■ LESETEXT ■
Herr Köhler, Sie schreiben in Ihrem Buch: „Es gibt nur zwei Arten von Unternehmen – die, die gehackt wurden, und die, die es noch nicht wissen.“ Das ist arg zugespitzt, oder?
Thomas Köhler: Ein bisschen vielleicht. In Gesprächen mit Mittelständlern habe ich aber festgestellt, dass fast jeder eine Geschichte dazu hat. Manchmal war nur ein Rechner befallen, manchmal das ganze Netzwerk. Laut Branchenverband Bitkom waren schon drei Viertel der Unternehmen Opfer von Cyberattacken. Manche Firmen merken das sehr spät. Ich erinnere mich an den Fall eines Unternehmens aus Bayern, das hochwertige Plattenspieler herstellt. Bei denen hat sich jemand auf den Servern umgeschaut. Gemerkt haben sie es erst, als auf einer Fachmesse ein Mitbewerber aus China einen Plattenspieler vorgestellt hat, der schon die neu entwickelte Technologie des bayerischen Unternehmens verbaut hatte, die noch gar nicht auf dem Markt war.

■ LERNMATERIAL ■
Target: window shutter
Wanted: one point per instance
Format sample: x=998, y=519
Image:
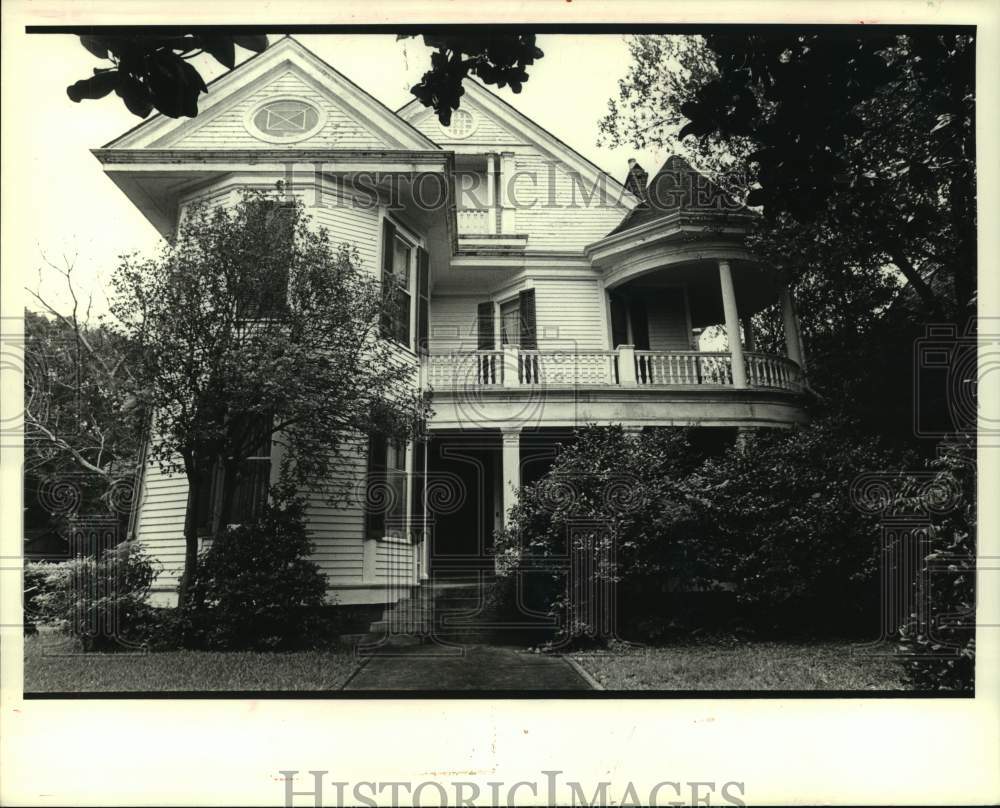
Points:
x=388, y=283
x=423, y=301
x=484, y=319
x=640, y=325
x=529, y=338
x=378, y=450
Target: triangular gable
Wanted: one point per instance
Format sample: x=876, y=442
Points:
x=353, y=119
x=488, y=130
x=507, y=119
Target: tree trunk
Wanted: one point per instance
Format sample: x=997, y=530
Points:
x=191, y=510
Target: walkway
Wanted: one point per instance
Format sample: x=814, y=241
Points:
x=430, y=667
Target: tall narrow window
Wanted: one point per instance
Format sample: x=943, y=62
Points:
x=236, y=493
x=510, y=323
x=396, y=474
x=385, y=505
x=397, y=255
x=423, y=301
x=375, y=500
x=418, y=490
x=264, y=292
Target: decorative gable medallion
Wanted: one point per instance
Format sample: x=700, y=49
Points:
x=284, y=120
x=463, y=124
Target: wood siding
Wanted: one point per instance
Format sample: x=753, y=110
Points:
x=227, y=130
x=488, y=131
x=567, y=214
x=348, y=220
x=668, y=328
x=569, y=316
x=453, y=323
x=159, y=524
x=336, y=516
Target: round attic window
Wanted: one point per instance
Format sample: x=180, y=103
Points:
x=462, y=124
x=284, y=120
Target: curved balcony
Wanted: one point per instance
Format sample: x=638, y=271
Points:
x=514, y=368
x=522, y=389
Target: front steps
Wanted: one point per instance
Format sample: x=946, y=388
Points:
x=456, y=609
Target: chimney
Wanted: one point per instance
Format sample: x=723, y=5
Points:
x=637, y=179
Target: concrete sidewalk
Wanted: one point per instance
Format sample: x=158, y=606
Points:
x=426, y=666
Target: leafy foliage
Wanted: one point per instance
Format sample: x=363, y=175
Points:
x=771, y=521
x=254, y=316
x=99, y=599
x=498, y=59
x=941, y=645
x=82, y=428
x=255, y=590
x=153, y=71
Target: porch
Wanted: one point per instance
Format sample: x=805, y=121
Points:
x=622, y=367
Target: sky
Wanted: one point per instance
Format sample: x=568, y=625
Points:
x=73, y=212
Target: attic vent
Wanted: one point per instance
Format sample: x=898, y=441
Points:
x=284, y=120
x=462, y=124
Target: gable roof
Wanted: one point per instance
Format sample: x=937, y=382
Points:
x=285, y=52
x=516, y=120
x=678, y=188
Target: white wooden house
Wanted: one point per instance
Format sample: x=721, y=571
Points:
x=544, y=294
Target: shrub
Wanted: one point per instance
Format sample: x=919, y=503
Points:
x=255, y=589
x=621, y=500
x=941, y=645
x=779, y=512
x=36, y=576
x=770, y=522
x=101, y=600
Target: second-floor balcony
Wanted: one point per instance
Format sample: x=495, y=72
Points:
x=514, y=367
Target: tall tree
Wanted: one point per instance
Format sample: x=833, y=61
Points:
x=254, y=328
x=81, y=423
x=154, y=71
x=859, y=147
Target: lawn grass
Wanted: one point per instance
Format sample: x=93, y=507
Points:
x=746, y=665
x=51, y=665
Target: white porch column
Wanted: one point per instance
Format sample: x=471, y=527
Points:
x=511, y=366
x=793, y=339
x=748, y=336
x=732, y=324
x=491, y=202
x=507, y=171
x=510, y=460
x=626, y=366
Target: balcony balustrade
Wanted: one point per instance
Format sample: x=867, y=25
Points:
x=512, y=367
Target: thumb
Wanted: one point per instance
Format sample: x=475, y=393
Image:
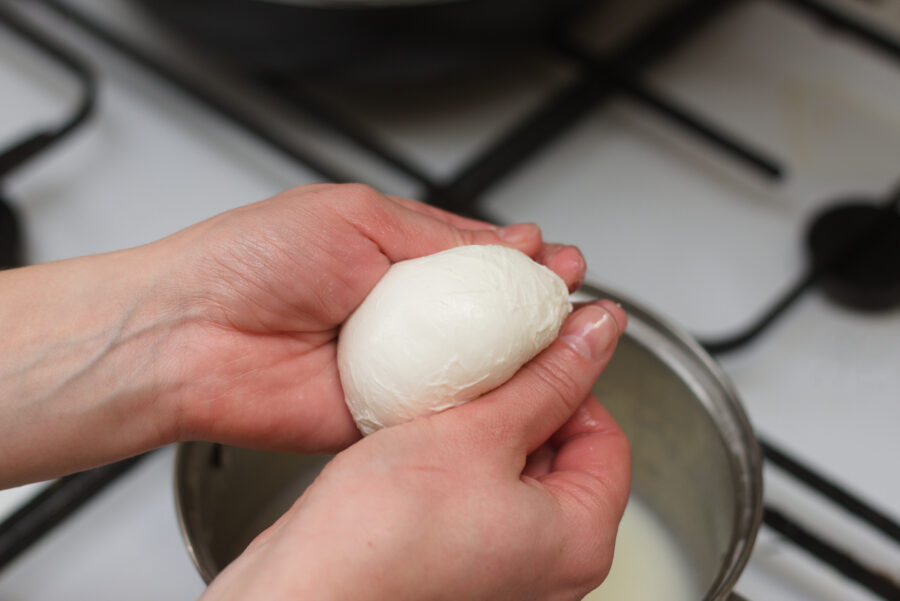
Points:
x=542, y=396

■ AUFGABE 1 ■
Schreibe den Abschnitt aus dem Interview über Cyberangriffe ab, der mit „Herr Köhler, Sie“ beginnt und bis einschließlich „arg zugespitzt, oder?“ reicht. Ändere dabei „Unternehmen“ in „Firmen“.
■ AUFGABE 2 ■
Welcher Anteil der Unternehmen war laut Branchenverband Bitkom im Interview über Cyberangriffe schon Opfer von Cyberattacken?

■ ANTWORTFELD 1 ■
Herr Köhler, Sie schreiben in Ihrem Buch: „Es gibt nur zwei Arten von Firmen – die, die gehackt wurden, und die, die es noch nicht wissen.“ Das ist arg zugespitzt, oder?

■ ANTWORTFELD 2 ■
Drei Viertel der Unternehmen.